**Task prompt:**
Take the line that contains "rose in the photo above." as the first line and the last line of the material below as the final one; reproduce exactly the lines between, inclusive.

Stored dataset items
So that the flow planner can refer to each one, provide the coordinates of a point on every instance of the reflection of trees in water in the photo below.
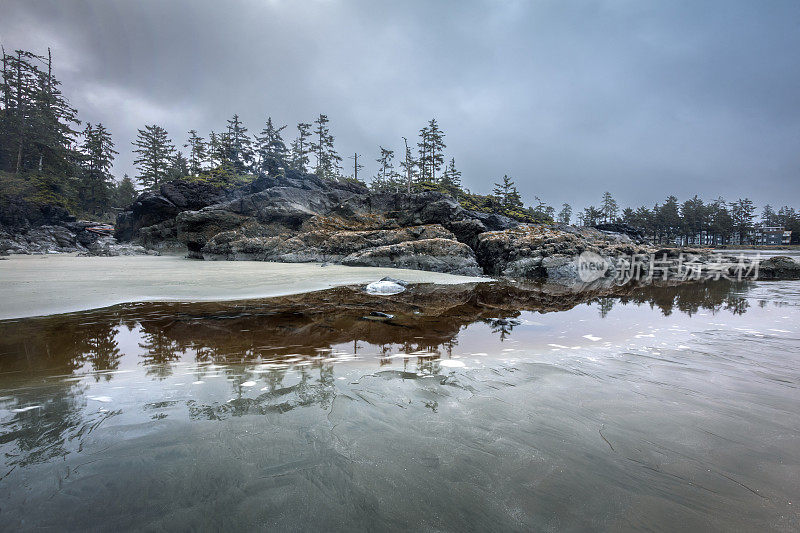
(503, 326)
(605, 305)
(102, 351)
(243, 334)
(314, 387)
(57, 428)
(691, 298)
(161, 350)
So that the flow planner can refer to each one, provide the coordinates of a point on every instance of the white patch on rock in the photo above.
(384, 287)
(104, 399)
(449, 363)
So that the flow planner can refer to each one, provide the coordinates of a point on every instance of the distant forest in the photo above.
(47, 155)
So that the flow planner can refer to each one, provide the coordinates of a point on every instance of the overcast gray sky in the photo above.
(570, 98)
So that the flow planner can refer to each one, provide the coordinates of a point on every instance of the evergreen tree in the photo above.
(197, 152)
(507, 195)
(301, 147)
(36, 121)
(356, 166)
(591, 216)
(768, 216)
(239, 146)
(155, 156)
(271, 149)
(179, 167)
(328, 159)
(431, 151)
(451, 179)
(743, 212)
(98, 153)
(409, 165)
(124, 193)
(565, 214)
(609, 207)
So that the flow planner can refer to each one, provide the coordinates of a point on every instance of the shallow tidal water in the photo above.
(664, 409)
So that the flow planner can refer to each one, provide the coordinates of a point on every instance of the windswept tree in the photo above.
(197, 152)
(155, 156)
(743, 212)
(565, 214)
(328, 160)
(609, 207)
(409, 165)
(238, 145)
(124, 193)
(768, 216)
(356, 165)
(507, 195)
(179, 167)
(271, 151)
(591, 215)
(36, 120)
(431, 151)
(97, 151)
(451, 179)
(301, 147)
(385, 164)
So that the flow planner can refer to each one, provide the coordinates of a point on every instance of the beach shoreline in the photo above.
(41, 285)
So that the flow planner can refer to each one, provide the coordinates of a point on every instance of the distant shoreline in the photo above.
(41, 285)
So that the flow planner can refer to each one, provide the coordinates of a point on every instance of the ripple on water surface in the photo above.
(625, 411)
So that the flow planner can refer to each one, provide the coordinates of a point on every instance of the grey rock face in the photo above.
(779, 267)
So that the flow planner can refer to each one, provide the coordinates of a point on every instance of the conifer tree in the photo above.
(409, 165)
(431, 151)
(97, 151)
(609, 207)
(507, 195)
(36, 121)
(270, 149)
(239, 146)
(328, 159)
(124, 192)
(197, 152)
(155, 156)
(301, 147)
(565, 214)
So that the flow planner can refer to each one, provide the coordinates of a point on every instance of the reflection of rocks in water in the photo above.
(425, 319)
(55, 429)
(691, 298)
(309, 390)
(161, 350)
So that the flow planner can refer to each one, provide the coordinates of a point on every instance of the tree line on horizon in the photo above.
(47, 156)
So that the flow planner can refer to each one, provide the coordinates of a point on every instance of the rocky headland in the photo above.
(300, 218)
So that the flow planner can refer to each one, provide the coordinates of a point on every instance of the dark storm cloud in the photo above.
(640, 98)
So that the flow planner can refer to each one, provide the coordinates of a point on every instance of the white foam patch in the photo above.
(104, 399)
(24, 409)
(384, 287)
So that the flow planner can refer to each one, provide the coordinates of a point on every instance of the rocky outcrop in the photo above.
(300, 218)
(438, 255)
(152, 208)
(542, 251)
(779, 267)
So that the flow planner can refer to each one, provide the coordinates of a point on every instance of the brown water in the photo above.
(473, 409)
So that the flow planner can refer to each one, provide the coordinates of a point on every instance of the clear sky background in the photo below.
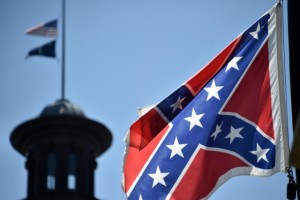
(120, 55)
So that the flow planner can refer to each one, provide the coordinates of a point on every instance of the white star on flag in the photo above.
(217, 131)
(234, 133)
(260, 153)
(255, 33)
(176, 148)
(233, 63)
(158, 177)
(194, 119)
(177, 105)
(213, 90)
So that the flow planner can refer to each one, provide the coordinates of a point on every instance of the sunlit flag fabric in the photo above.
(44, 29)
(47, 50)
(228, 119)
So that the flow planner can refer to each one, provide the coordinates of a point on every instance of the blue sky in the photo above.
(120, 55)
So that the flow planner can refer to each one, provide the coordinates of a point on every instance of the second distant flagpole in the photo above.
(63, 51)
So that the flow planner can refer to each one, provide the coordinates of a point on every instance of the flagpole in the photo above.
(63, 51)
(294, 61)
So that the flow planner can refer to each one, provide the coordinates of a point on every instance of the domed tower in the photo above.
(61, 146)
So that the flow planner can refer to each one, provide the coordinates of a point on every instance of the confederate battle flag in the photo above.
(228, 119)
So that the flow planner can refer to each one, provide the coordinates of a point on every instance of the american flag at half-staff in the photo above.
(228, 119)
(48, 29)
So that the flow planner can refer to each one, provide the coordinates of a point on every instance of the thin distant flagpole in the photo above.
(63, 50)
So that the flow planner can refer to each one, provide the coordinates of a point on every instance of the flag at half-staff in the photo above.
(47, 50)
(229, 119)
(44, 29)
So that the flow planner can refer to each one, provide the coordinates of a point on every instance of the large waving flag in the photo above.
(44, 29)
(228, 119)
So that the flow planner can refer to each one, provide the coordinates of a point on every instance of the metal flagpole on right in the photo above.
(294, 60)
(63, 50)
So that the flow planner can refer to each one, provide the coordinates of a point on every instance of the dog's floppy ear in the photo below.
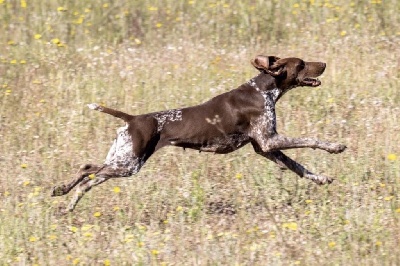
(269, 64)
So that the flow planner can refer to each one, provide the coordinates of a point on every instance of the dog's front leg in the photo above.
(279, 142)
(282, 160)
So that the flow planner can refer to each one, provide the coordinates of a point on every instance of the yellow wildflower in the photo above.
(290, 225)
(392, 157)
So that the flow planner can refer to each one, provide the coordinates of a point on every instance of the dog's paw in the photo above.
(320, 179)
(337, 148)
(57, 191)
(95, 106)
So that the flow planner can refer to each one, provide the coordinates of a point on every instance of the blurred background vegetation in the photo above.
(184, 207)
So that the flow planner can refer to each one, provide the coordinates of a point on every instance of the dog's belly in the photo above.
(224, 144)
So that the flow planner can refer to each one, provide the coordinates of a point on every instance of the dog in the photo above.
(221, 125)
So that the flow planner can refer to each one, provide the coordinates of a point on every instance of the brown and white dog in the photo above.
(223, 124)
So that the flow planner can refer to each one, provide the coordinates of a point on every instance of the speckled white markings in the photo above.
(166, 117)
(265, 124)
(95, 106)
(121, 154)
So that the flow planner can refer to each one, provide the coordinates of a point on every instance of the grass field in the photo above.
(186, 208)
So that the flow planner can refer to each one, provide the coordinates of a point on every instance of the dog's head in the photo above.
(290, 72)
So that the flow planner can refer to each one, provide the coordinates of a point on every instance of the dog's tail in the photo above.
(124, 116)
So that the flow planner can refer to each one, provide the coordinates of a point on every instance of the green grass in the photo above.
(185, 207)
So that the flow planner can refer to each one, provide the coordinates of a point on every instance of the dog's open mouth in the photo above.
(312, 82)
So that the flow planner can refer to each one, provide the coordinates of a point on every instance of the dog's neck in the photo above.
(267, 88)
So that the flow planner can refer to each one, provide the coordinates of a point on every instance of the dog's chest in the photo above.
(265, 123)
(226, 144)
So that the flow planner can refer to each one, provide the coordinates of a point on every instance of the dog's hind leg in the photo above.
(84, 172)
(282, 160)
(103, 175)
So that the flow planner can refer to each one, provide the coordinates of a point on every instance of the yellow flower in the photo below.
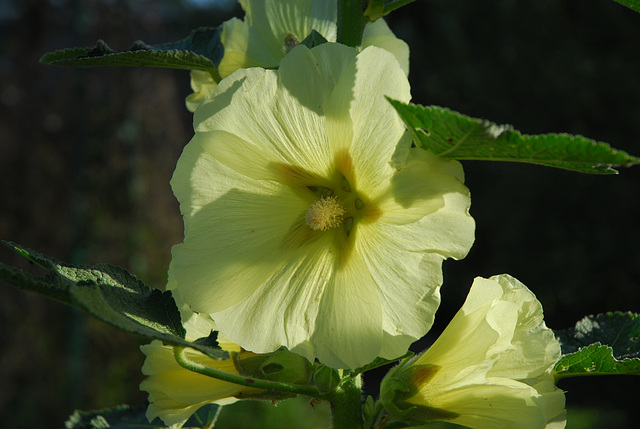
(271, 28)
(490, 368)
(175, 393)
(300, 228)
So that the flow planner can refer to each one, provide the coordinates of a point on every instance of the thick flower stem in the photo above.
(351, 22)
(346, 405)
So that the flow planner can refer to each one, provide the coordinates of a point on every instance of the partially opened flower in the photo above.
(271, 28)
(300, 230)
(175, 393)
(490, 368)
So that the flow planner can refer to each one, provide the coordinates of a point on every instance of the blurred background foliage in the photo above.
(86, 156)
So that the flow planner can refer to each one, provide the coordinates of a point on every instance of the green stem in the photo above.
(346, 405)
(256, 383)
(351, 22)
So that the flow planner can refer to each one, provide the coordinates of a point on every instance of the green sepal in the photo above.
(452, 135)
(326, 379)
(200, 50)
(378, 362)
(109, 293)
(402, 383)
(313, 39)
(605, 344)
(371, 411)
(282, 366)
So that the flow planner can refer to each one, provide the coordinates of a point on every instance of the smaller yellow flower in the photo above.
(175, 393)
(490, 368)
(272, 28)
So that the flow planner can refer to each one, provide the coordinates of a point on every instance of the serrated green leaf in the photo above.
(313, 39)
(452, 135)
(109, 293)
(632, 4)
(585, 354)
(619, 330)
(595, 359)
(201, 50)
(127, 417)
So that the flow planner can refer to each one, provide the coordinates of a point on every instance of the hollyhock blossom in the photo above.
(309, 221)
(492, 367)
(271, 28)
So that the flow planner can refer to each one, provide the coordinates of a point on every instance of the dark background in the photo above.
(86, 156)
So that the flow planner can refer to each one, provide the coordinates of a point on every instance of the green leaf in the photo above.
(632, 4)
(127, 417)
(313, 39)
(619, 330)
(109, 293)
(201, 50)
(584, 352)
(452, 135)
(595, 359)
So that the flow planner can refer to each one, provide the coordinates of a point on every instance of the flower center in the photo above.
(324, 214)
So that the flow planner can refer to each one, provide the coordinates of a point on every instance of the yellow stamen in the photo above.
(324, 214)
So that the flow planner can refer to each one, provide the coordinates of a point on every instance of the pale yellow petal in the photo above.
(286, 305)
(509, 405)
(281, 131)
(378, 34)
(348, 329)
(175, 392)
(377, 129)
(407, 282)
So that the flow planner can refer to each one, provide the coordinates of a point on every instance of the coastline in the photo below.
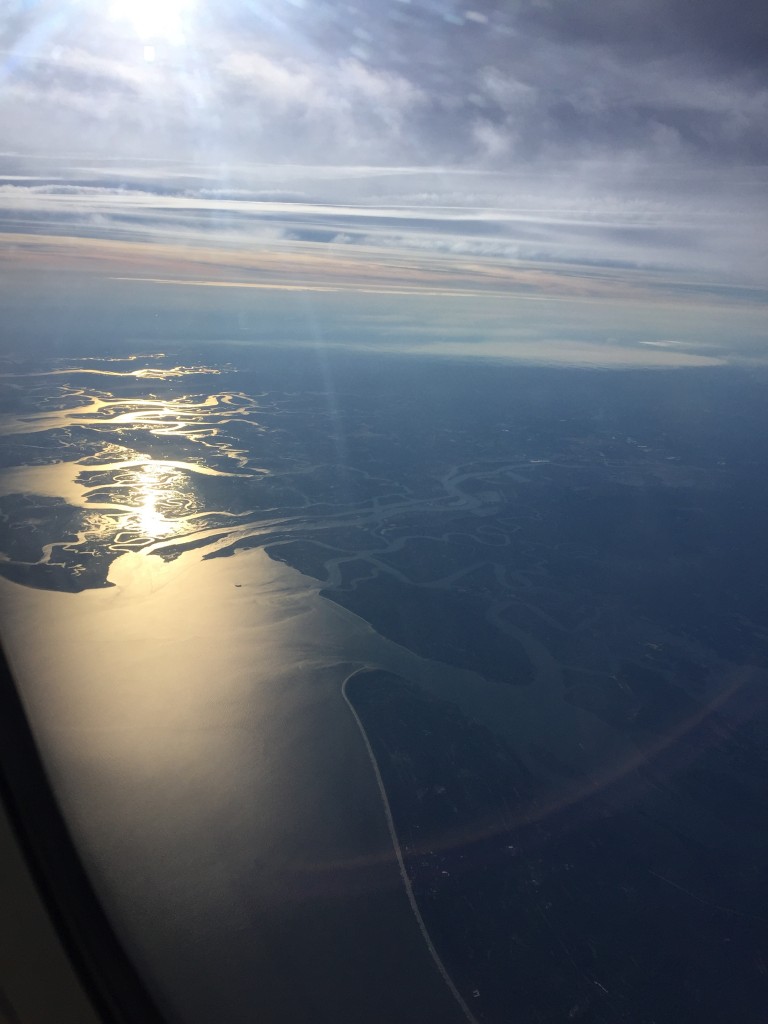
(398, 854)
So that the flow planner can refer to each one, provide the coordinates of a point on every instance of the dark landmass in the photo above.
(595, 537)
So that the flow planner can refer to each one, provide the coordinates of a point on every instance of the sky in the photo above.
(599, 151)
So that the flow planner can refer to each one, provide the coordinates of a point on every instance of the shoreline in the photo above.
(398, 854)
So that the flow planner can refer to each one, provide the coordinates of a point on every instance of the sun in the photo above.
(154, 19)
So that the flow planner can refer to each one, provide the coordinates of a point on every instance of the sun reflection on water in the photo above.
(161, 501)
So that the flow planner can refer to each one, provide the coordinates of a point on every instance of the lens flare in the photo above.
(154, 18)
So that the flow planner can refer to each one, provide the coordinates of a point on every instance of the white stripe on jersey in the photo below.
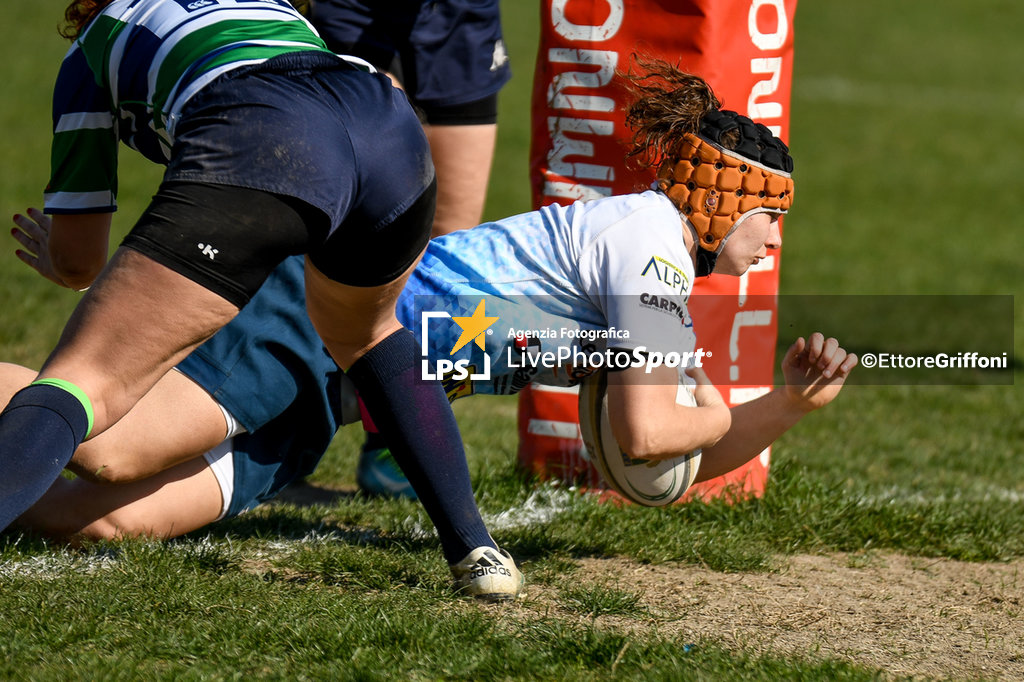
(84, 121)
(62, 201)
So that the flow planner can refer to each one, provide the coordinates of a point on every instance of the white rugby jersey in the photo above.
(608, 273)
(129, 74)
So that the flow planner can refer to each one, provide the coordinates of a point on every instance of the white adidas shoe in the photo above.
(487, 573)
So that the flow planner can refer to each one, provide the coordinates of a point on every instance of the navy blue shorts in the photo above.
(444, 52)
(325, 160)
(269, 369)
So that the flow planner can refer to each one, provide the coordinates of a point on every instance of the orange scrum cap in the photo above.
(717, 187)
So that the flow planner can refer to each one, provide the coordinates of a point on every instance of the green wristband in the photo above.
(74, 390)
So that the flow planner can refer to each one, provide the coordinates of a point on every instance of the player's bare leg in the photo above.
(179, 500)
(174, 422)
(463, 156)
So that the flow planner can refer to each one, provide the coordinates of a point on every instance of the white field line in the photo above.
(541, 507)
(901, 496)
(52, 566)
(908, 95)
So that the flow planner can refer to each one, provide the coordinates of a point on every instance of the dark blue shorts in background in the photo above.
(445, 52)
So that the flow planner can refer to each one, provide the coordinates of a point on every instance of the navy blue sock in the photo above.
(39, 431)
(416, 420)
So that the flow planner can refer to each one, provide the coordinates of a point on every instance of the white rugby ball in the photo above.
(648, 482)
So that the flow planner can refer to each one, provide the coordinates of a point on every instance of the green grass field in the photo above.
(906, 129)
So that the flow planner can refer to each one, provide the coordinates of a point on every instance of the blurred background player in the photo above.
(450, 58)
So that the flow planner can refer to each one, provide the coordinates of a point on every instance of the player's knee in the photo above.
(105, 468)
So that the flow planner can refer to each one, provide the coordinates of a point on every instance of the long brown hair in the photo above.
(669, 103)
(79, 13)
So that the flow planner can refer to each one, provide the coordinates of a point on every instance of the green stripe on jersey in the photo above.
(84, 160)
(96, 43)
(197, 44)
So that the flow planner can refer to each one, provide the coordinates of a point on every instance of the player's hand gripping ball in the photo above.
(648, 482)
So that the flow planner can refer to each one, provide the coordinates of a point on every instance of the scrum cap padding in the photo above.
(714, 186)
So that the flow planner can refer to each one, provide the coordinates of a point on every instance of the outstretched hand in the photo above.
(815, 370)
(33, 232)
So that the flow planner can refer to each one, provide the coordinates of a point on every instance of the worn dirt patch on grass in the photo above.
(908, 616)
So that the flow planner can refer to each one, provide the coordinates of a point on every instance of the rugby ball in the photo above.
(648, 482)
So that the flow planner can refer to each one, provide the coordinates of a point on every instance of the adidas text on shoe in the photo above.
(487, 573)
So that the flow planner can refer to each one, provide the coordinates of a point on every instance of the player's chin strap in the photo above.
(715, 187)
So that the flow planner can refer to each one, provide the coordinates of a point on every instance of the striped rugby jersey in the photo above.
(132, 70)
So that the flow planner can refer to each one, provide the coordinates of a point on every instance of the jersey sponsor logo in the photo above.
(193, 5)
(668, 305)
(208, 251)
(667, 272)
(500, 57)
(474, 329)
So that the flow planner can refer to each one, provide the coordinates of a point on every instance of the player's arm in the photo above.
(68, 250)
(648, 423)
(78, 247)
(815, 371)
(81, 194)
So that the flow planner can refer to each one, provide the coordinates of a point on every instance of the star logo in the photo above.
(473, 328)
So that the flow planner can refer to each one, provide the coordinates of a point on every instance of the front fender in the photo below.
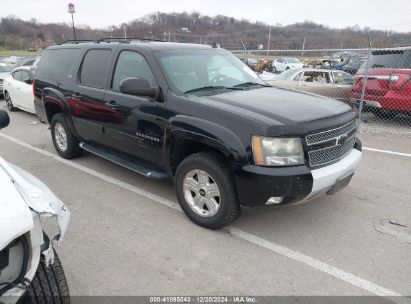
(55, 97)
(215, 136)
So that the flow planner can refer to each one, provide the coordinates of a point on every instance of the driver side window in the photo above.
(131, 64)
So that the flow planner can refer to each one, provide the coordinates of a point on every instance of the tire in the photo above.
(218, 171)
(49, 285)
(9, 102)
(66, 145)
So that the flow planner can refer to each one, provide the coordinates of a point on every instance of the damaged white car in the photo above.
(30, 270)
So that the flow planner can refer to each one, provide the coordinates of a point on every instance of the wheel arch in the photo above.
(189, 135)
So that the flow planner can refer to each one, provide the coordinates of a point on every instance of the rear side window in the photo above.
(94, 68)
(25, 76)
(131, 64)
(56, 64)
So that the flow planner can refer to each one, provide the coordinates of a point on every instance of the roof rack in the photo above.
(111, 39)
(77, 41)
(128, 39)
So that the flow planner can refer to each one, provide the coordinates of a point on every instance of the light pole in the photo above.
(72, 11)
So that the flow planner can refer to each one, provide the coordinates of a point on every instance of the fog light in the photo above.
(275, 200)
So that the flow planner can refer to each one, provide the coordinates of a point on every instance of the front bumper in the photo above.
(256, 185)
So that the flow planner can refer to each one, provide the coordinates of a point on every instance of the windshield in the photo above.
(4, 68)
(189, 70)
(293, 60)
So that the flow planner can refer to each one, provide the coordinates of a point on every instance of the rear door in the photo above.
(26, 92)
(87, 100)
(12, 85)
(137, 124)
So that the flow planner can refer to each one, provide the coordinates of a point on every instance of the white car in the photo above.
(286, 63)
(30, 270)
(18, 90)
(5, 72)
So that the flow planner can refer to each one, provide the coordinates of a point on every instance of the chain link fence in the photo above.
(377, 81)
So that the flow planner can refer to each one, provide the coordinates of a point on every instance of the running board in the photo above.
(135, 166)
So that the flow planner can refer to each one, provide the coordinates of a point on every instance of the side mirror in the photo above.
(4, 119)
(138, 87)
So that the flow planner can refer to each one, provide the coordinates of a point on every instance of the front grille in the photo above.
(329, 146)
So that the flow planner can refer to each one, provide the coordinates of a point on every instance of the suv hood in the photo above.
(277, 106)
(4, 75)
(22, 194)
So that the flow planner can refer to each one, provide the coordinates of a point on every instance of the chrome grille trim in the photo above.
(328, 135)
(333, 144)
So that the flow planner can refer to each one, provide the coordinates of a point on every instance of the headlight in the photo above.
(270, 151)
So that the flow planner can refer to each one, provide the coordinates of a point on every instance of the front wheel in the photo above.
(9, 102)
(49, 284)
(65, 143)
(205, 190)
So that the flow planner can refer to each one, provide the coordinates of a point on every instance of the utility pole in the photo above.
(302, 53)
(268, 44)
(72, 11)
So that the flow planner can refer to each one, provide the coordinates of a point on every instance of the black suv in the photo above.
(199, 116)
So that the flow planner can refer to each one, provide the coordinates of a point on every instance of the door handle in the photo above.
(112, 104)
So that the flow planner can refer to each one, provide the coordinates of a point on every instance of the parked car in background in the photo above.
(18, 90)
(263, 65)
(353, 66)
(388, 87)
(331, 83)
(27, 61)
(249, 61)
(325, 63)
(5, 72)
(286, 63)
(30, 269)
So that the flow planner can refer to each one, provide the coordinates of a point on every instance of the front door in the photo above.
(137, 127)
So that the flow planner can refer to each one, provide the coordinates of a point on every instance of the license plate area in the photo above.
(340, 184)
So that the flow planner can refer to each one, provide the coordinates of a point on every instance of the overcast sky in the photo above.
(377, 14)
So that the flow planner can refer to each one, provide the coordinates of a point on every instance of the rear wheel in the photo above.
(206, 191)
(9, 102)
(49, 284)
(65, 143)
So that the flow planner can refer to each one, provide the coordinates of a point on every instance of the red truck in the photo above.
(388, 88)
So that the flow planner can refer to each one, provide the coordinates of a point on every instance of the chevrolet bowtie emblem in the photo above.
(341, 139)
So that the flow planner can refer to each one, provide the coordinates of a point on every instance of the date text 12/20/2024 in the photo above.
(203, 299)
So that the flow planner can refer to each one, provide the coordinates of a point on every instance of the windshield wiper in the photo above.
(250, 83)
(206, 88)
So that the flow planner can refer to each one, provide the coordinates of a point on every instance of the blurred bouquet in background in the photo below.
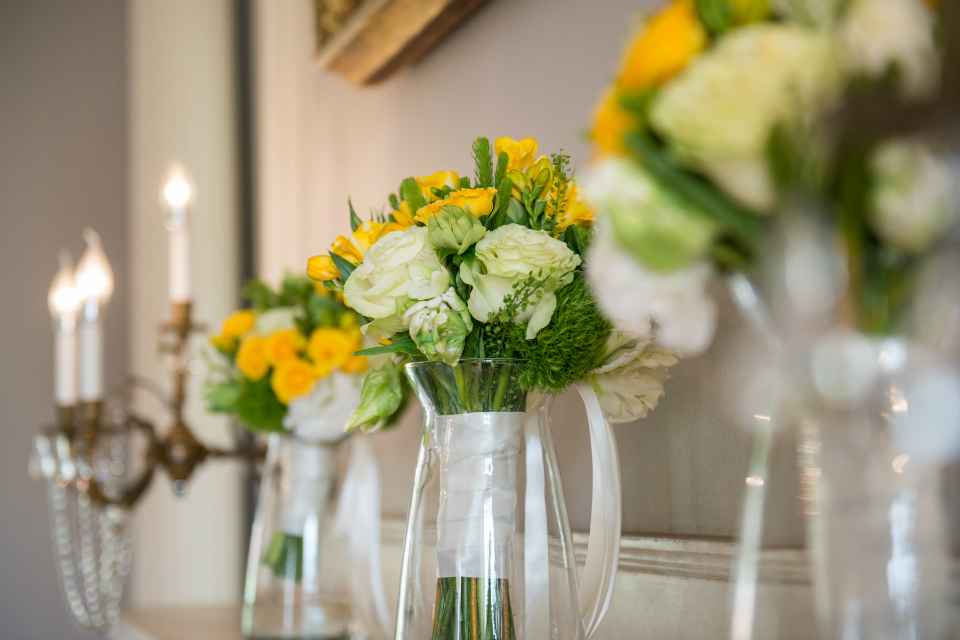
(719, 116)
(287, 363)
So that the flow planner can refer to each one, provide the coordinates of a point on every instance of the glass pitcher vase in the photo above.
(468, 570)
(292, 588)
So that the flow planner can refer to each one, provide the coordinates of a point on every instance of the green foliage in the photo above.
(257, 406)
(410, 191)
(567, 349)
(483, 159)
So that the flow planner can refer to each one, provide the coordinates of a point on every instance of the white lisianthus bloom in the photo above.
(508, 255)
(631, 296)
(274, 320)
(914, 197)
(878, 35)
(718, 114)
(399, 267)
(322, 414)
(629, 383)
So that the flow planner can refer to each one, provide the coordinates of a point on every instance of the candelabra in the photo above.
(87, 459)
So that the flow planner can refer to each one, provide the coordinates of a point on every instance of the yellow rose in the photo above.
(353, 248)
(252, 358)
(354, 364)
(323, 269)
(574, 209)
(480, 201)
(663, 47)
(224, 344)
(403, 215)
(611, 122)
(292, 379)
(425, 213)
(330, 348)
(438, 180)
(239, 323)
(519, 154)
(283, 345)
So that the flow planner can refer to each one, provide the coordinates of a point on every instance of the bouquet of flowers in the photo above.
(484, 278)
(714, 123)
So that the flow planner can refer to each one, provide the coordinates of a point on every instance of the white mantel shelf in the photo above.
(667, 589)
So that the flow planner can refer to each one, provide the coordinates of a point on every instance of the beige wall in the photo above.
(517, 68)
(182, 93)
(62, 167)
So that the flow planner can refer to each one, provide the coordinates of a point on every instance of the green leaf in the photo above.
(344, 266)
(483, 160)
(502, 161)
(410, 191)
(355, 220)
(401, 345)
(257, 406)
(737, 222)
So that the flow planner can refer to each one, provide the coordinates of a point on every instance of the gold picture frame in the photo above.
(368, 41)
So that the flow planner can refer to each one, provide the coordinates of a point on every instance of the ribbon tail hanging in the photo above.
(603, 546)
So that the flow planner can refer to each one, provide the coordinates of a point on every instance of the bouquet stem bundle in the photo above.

**Solution for this exercise:**
So that the flow planner can refer to each one, provide the coordinates of a point on every instance of the yellow rose in the photo above.
(353, 248)
(252, 358)
(354, 364)
(323, 269)
(574, 209)
(480, 201)
(663, 47)
(224, 344)
(403, 215)
(611, 122)
(292, 379)
(425, 213)
(330, 348)
(438, 180)
(239, 323)
(519, 154)
(283, 345)
So that the flow planner can refer to each one, provide the coordinates of a point on every instance of the bouquet of flowers in the photo above.
(484, 278)
(714, 123)
So that the flow planner can refer to each one, provide the coordinates of a point on every instance of the white mantel shelf in the photo above.
(667, 589)
So that the flow planner can refer to each one, provide the coordinates of a point on every instance of the beige wall in the photo above.
(517, 68)
(182, 93)
(62, 167)
So that the flow planner can refer to each one, provide the coordinates of a point on every instance of the green leaf in the photo above.
(344, 266)
(483, 160)
(502, 161)
(410, 191)
(355, 220)
(401, 345)
(257, 406)
(737, 222)
So that the flow planner can refer to each one, provide the coordinates of a point on every instance of the gold picture frame in the photo above.
(368, 41)
So that the flow planner can refer to each one, provide the coordinates of a point on every instance of the ribbon tail hanging in the photo above.
(603, 546)
So that the flow planner can refer to each one, provide the coordinates of a point on every instance of the bouquet stem bundle in the photo above.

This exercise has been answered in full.